+++ Document excerpt

# In Toronto around July 4th, where to eat, go?



## Bill13 (Apr 18, 2016)

So the title says it all. We finally got our kids passports and new ones for ourselves and our big trip this summer is... Niagra Falls and Toronto. I've been told the CN Tower is pretty cool and the restaurant is pretty good but expensive, anyone else been there? My children are 14 and 17 and are up for anything food wise.

So what else is there to do, see, and places to eat?

Thanks!


----------



## jessf (Apr 18, 2016)

Kids will like Ripley's Aquarium found at the bottom of the CN Tower. It will kill 4hrs easy.

I would then take the ferry over to Centre Island check the sights and walk to The Rectory Cafe, nice little place on the backside of the island.

Momofuku is pretty good for the price.


----------



## jklip13 (Apr 18, 2016)

Edulis, Shoushin, and get a hotdog on the street


----------



## WildBoar (Apr 18, 2016)

++++++

◆ **Short task 1**: Repeat, line for line, every row about pointing out the man's dark pants.

+++ Dataset

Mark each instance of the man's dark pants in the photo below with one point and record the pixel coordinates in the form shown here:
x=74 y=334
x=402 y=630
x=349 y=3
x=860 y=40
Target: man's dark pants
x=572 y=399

++++++

◆ **Short task 2**: Transcribe the entire Toronto thread word for word.

◆ **Full response 1**:
Mark each instance of the man's dark pants in the photo below with one point and record the pixel coordinates in the form shown here:
x=74 y=334
x=402 y=630
x=349 y=3
x=860 y=40
Target: man's dark pants
x=572 y=399

◆ **Full response 2**:
# In Toronto around July 4th, where to eat, go?



## Bill13 (Apr 18, 2016)

So the title says it all. We finally got our kids passports and new ones for ourselves and our big trip this summer is... Niagra Falls and Toronto. I've been told the CN Tower is pretty cool and the restaurant is pretty good but expensive, anyone else been there? My children are 14 and 17 and are up for anything food wise.

So what else is there to do, see, and places to eat?

Thanks!


----------



## jessf (Apr 18, 2016)

Kids will like Ripley's Aquarium found at the bottom of the CN Tower. It will kill 4hrs easy.

I would then take the ferry over to Centre Island check the sights and walk to The Rectory Cafe, nice little place on the backside of the island.

Momofuku is pretty good for the price.


----------



## jklip13 (Apr 18, 2016)

Edulis, Shoushin, and get a hotdog on the street


----------



## WildBoar (Apr 18, 2016)